>> BEGIN Records supplied

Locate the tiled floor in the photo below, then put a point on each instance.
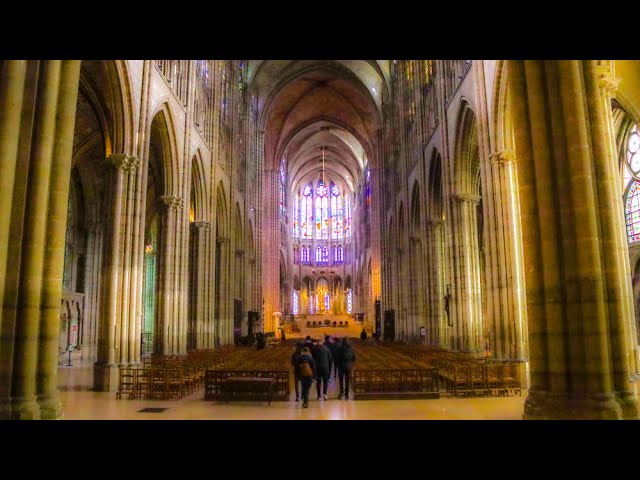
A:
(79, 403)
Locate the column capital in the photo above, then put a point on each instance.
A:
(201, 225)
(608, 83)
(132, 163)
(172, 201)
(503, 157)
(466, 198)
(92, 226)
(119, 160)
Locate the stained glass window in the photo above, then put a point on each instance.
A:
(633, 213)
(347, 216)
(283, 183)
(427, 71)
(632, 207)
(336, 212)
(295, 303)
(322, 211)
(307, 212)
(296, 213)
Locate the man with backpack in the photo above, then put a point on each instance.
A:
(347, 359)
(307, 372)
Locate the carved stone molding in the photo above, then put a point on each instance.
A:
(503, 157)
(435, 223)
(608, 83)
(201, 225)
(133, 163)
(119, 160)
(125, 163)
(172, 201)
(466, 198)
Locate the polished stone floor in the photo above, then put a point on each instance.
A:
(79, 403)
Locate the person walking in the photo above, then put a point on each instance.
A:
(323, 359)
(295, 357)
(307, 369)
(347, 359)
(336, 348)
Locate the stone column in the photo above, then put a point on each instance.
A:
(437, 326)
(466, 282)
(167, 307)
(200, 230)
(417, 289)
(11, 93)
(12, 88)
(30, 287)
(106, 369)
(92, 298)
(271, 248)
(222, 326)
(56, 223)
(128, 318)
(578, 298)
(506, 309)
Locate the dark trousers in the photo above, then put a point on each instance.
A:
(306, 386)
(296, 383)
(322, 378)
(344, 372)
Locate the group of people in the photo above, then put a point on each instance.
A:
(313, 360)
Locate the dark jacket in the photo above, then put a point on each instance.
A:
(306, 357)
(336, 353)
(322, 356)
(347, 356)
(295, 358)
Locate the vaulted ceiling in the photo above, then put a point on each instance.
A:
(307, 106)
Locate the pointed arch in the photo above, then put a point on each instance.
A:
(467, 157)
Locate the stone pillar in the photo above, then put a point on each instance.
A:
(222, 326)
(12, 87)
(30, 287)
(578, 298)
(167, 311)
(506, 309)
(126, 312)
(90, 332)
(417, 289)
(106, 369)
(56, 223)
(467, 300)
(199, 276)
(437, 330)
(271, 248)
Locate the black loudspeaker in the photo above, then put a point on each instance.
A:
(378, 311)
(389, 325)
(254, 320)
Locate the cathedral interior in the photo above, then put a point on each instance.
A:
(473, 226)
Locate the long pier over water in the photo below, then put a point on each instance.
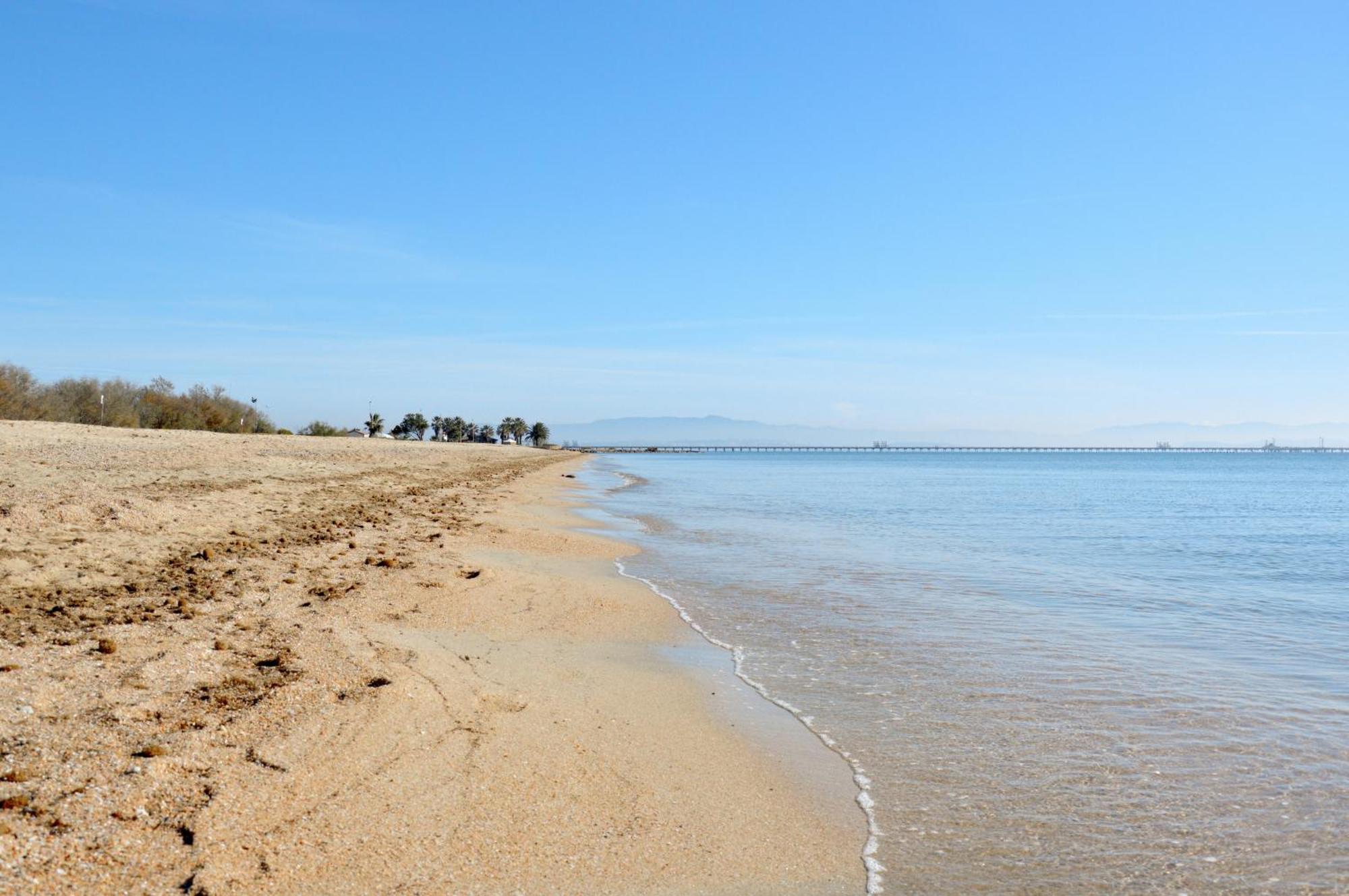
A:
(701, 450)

>> END Records supplied
>> BEGIN Records supplied

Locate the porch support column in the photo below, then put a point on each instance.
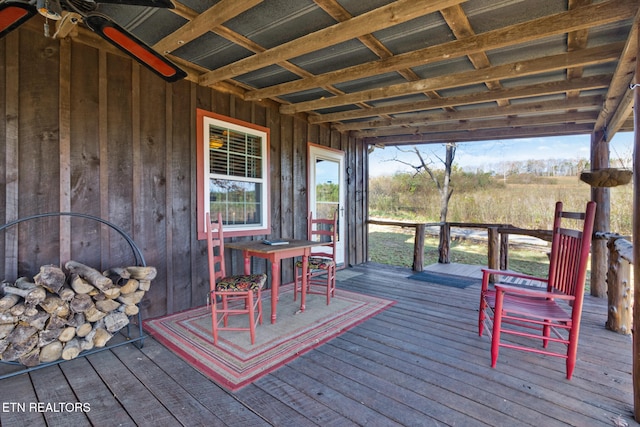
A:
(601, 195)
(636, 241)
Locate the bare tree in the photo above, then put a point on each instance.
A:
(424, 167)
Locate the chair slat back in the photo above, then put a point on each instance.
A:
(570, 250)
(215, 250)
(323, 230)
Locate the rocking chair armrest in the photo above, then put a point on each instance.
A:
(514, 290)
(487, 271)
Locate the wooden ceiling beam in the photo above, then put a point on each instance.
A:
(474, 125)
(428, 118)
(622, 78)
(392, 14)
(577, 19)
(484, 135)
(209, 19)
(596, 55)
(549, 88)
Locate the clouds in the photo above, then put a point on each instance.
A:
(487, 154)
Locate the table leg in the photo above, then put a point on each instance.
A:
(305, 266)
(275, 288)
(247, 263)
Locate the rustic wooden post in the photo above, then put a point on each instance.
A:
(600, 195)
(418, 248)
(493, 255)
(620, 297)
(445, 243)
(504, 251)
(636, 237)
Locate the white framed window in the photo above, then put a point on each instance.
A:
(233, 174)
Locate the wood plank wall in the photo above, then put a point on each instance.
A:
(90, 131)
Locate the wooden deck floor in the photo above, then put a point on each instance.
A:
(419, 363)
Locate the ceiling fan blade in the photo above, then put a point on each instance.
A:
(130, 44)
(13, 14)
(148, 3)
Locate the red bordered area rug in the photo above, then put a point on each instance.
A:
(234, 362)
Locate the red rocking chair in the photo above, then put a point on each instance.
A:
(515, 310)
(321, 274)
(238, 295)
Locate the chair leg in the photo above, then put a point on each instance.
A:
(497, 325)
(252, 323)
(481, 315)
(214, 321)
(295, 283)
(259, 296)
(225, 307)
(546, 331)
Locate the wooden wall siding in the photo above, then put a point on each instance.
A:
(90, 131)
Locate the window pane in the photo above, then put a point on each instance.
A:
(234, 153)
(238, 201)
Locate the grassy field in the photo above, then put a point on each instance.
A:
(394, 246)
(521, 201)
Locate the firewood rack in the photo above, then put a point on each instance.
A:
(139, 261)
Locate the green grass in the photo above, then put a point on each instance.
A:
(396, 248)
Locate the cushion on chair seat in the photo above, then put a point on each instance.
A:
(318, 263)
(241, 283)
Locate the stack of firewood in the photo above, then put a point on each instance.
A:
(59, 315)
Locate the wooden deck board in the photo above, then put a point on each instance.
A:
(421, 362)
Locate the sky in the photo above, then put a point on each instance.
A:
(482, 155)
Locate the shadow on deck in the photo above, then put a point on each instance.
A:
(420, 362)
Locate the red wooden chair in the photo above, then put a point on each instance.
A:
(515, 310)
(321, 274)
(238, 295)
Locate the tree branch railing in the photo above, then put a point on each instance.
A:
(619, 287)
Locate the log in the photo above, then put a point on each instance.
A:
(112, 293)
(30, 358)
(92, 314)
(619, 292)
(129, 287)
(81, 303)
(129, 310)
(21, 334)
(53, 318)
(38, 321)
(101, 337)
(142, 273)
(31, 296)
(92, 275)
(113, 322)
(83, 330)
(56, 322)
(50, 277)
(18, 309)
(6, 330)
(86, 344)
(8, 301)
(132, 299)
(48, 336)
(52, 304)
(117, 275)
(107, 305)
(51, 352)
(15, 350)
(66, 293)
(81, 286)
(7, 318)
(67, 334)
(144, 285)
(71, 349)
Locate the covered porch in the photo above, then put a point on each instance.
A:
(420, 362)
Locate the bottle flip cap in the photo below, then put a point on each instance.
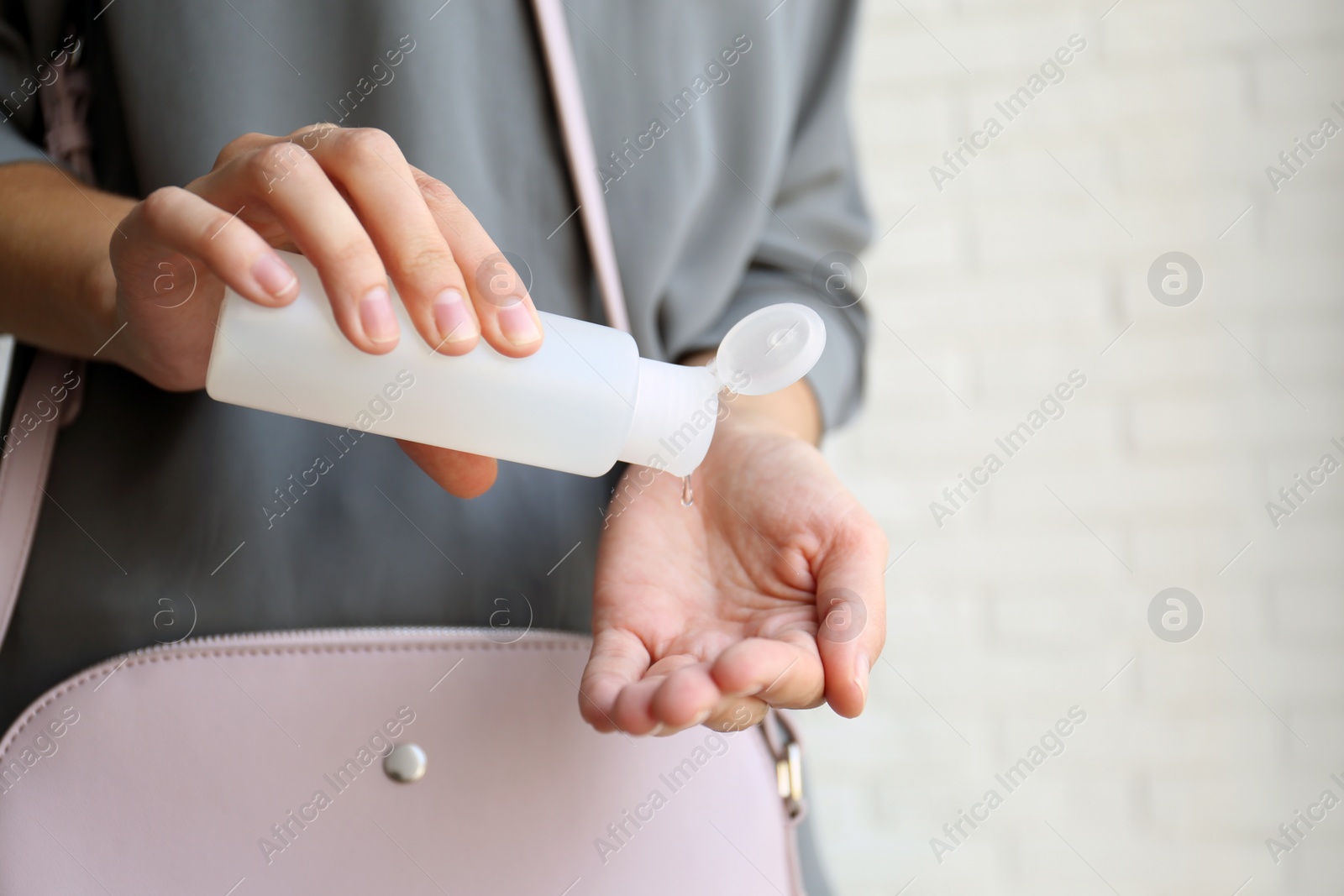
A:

>> END Records supplied
>> BEGIN Records supplied

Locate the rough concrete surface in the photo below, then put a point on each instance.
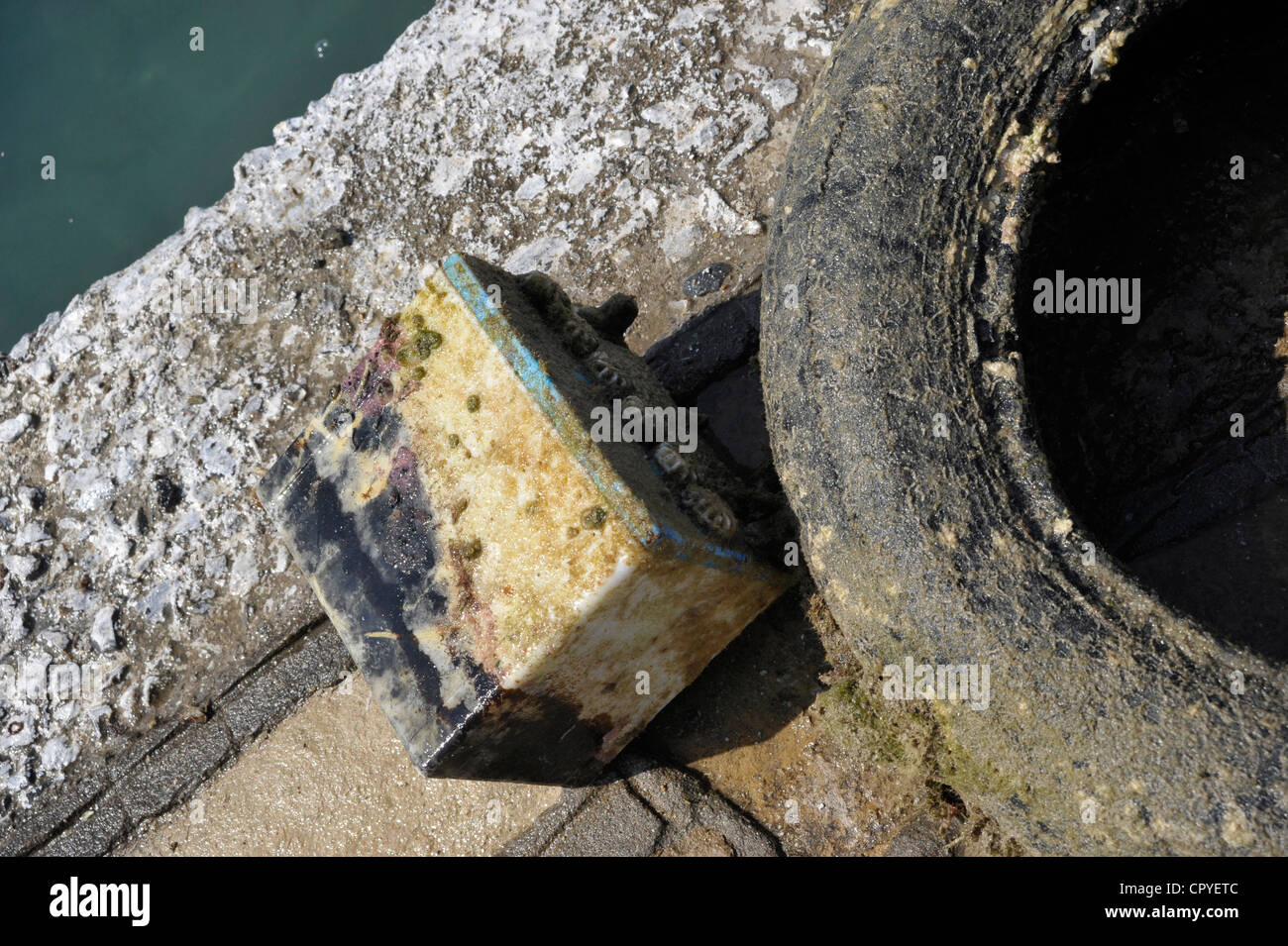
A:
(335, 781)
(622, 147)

>> END Records supplied

- [What to do]
Count the lines above that contain the string "deck", treating uppercase and lowercase as different, and reply with only the number.

- [Right answer]
3